**Given exercise**
Render all of the rows below as a numbered list, with blank lines left out. Keep the pictures out of your answer.

◇ ◇ ◇

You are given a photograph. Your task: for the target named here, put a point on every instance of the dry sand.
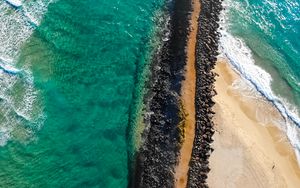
(188, 101)
(248, 153)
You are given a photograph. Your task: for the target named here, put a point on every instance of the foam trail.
(20, 107)
(240, 57)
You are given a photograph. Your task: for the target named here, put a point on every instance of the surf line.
(188, 100)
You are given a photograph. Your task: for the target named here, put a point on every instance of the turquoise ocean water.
(261, 38)
(70, 77)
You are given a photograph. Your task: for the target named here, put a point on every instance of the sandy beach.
(188, 101)
(247, 152)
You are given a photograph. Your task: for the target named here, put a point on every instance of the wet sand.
(248, 153)
(188, 101)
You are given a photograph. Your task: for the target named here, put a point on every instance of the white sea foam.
(240, 57)
(19, 103)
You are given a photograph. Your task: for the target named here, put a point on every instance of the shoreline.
(262, 154)
(188, 91)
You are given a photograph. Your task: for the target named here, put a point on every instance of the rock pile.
(158, 155)
(206, 51)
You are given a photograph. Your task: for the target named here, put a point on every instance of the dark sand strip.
(188, 100)
(206, 52)
(158, 155)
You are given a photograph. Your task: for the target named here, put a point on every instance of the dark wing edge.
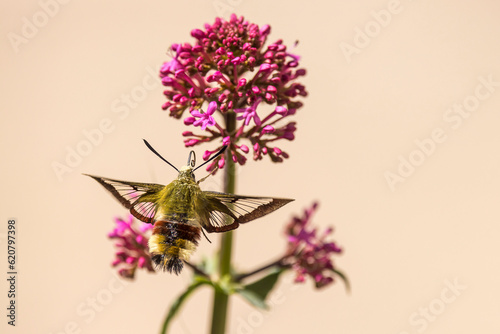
(139, 198)
(228, 211)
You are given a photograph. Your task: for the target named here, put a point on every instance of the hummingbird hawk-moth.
(180, 210)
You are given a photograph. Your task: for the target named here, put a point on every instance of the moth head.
(186, 173)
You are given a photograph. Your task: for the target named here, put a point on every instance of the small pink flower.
(133, 251)
(205, 119)
(311, 255)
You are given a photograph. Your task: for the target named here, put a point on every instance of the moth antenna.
(158, 154)
(192, 162)
(202, 231)
(211, 173)
(212, 158)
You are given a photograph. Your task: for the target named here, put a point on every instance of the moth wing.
(224, 212)
(140, 198)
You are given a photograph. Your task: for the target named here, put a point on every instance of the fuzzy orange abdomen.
(171, 243)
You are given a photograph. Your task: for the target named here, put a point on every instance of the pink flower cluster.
(312, 254)
(132, 246)
(230, 69)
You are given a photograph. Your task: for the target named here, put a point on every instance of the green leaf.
(344, 278)
(199, 281)
(256, 292)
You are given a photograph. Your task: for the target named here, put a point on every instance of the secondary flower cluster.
(132, 246)
(311, 253)
(230, 72)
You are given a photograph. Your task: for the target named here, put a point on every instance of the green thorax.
(177, 200)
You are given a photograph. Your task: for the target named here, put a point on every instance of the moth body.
(181, 209)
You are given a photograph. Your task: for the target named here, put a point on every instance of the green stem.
(221, 299)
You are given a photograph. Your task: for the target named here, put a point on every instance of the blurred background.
(398, 141)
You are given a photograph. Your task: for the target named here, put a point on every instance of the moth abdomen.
(171, 243)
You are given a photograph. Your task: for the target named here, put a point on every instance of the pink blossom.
(132, 246)
(233, 64)
(311, 255)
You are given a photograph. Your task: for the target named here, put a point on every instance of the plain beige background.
(403, 246)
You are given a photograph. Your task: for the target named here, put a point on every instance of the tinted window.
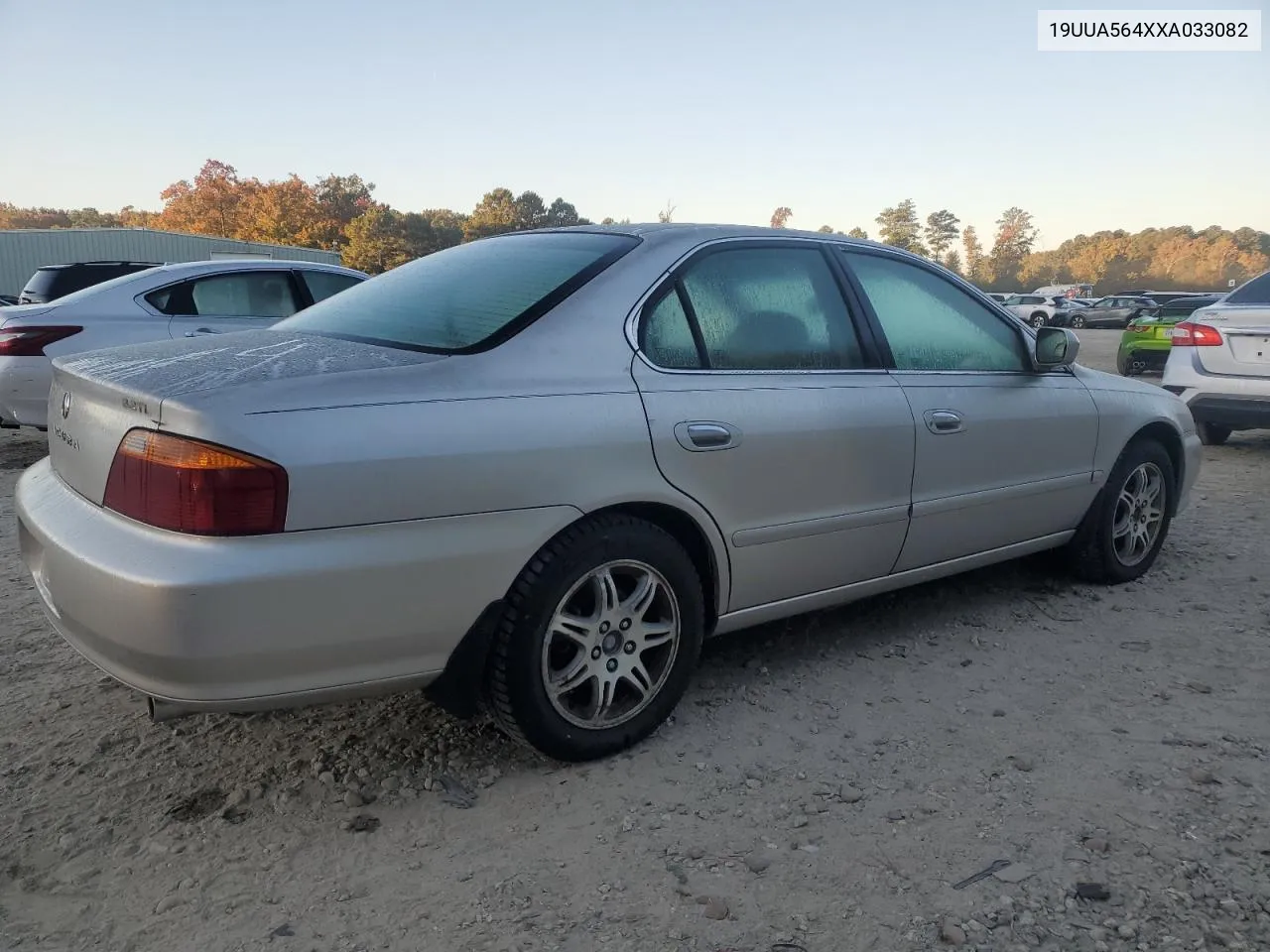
(667, 334)
(774, 308)
(466, 295)
(931, 324)
(236, 295)
(1255, 293)
(322, 285)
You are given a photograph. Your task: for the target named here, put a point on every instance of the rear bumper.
(24, 382)
(271, 621)
(1238, 413)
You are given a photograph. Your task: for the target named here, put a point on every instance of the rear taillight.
(186, 485)
(1191, 334)
(31, 341)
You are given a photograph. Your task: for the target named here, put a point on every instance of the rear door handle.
(943, 421)
(702, 435)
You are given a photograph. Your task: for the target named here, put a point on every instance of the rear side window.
(322, 285)
(467, 296)
(1255, 293)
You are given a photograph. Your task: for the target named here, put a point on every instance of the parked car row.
(139, 303)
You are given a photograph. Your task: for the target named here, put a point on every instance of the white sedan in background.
(172, 301)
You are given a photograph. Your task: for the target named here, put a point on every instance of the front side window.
(322, 285)
(466, 296)
(266, 295)
(757, 308)
(931, 324)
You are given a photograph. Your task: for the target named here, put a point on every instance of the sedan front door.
(1005, 453)
(767, 405)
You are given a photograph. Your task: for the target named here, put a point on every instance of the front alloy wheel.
(1127, 525)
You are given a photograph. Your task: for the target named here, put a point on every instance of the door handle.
(701, 435)
(942, 421)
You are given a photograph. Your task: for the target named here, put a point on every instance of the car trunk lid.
(98, 397)
(1245, 348)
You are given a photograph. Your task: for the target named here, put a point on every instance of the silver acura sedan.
(540, 468)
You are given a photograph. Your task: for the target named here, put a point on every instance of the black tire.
(1210, 434)
(1091, 555)
(517, 693)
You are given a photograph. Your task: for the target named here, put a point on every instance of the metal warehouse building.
(23, 250)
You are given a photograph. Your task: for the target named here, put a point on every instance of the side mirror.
(1056, 347)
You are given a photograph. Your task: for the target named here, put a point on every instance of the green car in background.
(1144, 343)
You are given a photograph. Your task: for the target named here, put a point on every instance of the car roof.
(235, 264)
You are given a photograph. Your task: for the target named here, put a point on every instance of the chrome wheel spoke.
(574, 676)
(603, 698)
(579, 631)
(606, 592)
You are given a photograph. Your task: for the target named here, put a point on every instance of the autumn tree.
(942, 231)
(901, 227)
(971, 257)
(1015, 239)
(209, 204)
(376, 240)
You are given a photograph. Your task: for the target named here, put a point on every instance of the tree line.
(340, 213)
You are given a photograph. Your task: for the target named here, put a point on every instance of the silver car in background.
(564, 458)
(154, 303)
(1219, 362)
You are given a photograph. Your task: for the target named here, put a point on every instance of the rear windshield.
(465, 298)
(1255, 293)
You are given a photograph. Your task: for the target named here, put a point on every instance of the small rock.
(1015, 873)
(758, 862)
(169, 902)
(1095, 892)
(715, 909)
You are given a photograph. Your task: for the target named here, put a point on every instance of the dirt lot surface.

◇ ◇ ◇

**Solved problem**
1. You are given a photograph. Your task: for the target named here, put a point on every instance of the dry sand.
2. (188, 101)
3. (248, 153)
4. You are given a photograph. Your task: for the target named here, put a point on every instance of the foam trail.
5. (20, 107)
6. (240, 57)
7. You are given a photograph. Your task: for the target named here, put a point on every instance of the surf line.
8. (188, 100)
9. You are given a photograph. Your task: for the target named here, put a point on every instance of the turquoise ocean water.
10. (261, 38)
11. (70, 77)
12. You are given a photograph. Your task: for the target named here, put a point on every instance of the sandy beach.
13. (188, 101)
14. (247, 152)
15. You are given a photograph. Your task: for the target named here, put a point on every instance of the wet sand.
16. (248, 153)
17. (188, 101)
18. You are given a photograph. Your task: for the target named here, put a point on every instance of the white sea foam.
19. (240, 57)
20. (19, 103)
21. You are given a photograph. Your task: for the target named here, put a point on every instance of the shoreline.
22. (262, 154)
23. (188, 91)
24. You are given a photograph. Your task: for the target named here, put a point on every instance of the rock pile.
25. (158, 155)
26. (206, 51)
27. You are given a photograph. Your task: for the target named here, put a point on every instance of the dark sand strip.
28. (188, 100)
29. (206, 52)
30. (158, 155)
31. You are given a photograph. Your task: for the target named here, put a point on every instance of the dark wing edge.
32. (139, 198)
33. (228, 211)
34. You are given a photograph. Your task: for the target named here, put a point on every instance of the hummingbird hawk-moth.
35. (180, 210)
36. You are given a photograph. Your task: for the target named here, put a point on every instance of the moth head.
37. (186, 173)
38. You are given a photograph. Your task: for the target named here, put a point on every instance of the small pink flower.
39. (133, 251)
40. (205, 119)
41. (311, 255)
42. You are given a photograph. Your task: for the target named here, put a point on every instance of the moth antenna.
43. (158, 154)
44. (192, 162)
45. (202, 231)
46. (211, 173)
47. (212, 158)
48. You are given a photograph. Your task: for the target named here, put a point on every instance of the moth wing.
49. (224, 212)
50. (140, 198)
51. You are given a photograph. Your task: for the target named here, put a point on every instance of the fuzzy orange abdomen.
52. (171, 243)
53. You are given a photograph. Your task: for the target named here, put a point on every instance of the pink flower cluster.
54. (312, 254)
55. (132, 246)
56. (230, 69)
57. You are given a photograph. Your task: for the target named here, put a point on every instance of the green leaf.
58. (344, 278)
59. (199, 281)
60. (256, 292)
61. You are given a photograph. Your task: for the target named here, put a point on every instance of the secondary flower cluster.
62. (132, 246)
63. (311, 253)
64. (230, 72)
65. You are given a photograph. Your task: for the target named here, put a point on every instance of the green thorax.
66. (177, 200)
67. You are given a photograph. Your task: for the target named here, put a point on every instance of the moth body.
68. (181, 209)
69. You are given a photograph. Your task: for the target named here, put a point on every instance of the green stem.
70. (221, 299)
71. You are given a photograph. Your task: for the target named here, put a point on every instance of the blurred background.
72. (398, 141)
73. You are given a photograph. Your task: for the target named here, put a point on every instance of the moth abdomen.
74. (171, 243)
75. You are given a photograph. Your task: for the target named here, put a point on every instance of the pink blossom.
76. (132, 246)
77. (233, 64)
78. (311, 255)
79. You are given a photograph. Your task: for the target named here, put a point on every instance of the plain beige background.
80. (403, 246)
81. You are given a photograph. Your task: for the target named here, put a point on every instance of the tinted window.
82. (667, 334)
83. (774, 308)
84. (466, 295)
85. (931, 324)
86. (236, 295)
87. (1255, 293)
88. (322, 285)
89. You are given a photograph. Your task: for the target named here, put a point on every instance of the rear bumper.
90. (24, 382)
91. (271, 621)
92. (1238, 413)
93. You are given a photograph. Your task: for the target named here, put a point on every instance of the rear taillight.
94. (186, 485)
95. (1191, 334)
96. (31, 341)
97. You are given a photograph. Your task: for the target named here, put a point on every instance of the rear door handle.
98. (943, 421)
99. (702, 435)
100. You are given a photograph. Your task: for the target named here, put a point on every instance of the rear side window.
101. (322, 285)
102. (467, 296)
103. (1255, 293)
104. You are given a photograph. Your task: for the target named here, put a point on every instance of the parked car row.
105. (139, 303)
106. You are given a photograph. Your task: for the target named here, put a point on every instance of the white sedan in background.
107. (172, 301)
108. You are given a photograph. Your task: for the target named here, put a point on every instance of the front side window.
109. (322, 285)
110. (466, 296)
111. (266, 295)
112. (757, 308)
113. (931, 324)
114. You are given a photograph. Your task: for the target named here, put a point on every instance of the sedan front door.
115. (1005, 453)
116. (767, 405)
117. You are given a photograph. Your task: for the target named here, put a point on every instance of the front alloy wheel.
118. (1127, 525)
119. You are given a photograph. Your task: for the target named here, put a point on every instance of the door handle.
120. (701, 435)
121. (942, 421)
122. You are given a photograph. Your task: for the target named here, put a point on every instance of the car trunk lid.
123. (98, 397)
124. (1245, 348)
125. You are given a photograph. Your task: for the target named here, put a point on every instance of the silver acura sedan.
126. (540, 468)
127. You are given a photograph. Your task: for the target named here, put a point on every instance of the black tire.
128. (1210, 434)
129. (1091, 555)
130. (517, 693)
131. You are given a photograph. Your task: for the target named here, put a point on every instance of the metal warehouse building.
132. (23, 250)
133. You are given a photograph. Your task: for the target named here, put a point on every instance of the side mirror.
134. (1056, 347)
135. You are given a photograph. Your task: for the target named here, put a point on every instance of the green car in background.
136. (1144, 343)
137. You are given a photograph. Your task: for the target named here, put a point on every instance of the car roof.
138. (235, 264)
139. You are given a photograph. Your task: for the target named here, put a point on every instance of the chrome wheel spoke.
140. (574, 676)
141. (603, 698)
142. (579, 631)
143. (606, 592)
144. You are given a photograph. Your task: for the target named here, put a point on every instance of the autumn tree.
145. (942, 231)
146. (901, 227)
147. (971, 257)
148. (1015, 239)
149. (209, 204)
150. (376, 240)
151. You are given a photograph. Your task: for the target named here, put a point on every instance of the tree line.
152. (340, 213)
153. You are given a photograph. Your task: for the target named here, put a point on every instance of the silver car in background.
154. (564, 458)
155. (154, 303)
156. (1219, 362)
157. You are given a photograph. Your task: for the target named here, put a point on every instance of the rear windshield.
158. (465, 298)
159. (1255, 293)
160. You are given a photograph. Your task: for the target named here, put a point on every instance of the small rock.
161. (1015, 873)
162. (758, 862)
163. (169, 902)
164. (1095, 892)
165. (715, 909)
166. You are given a photograph. Your task: for the target named here, put a point on every instance of the dirt lot surface.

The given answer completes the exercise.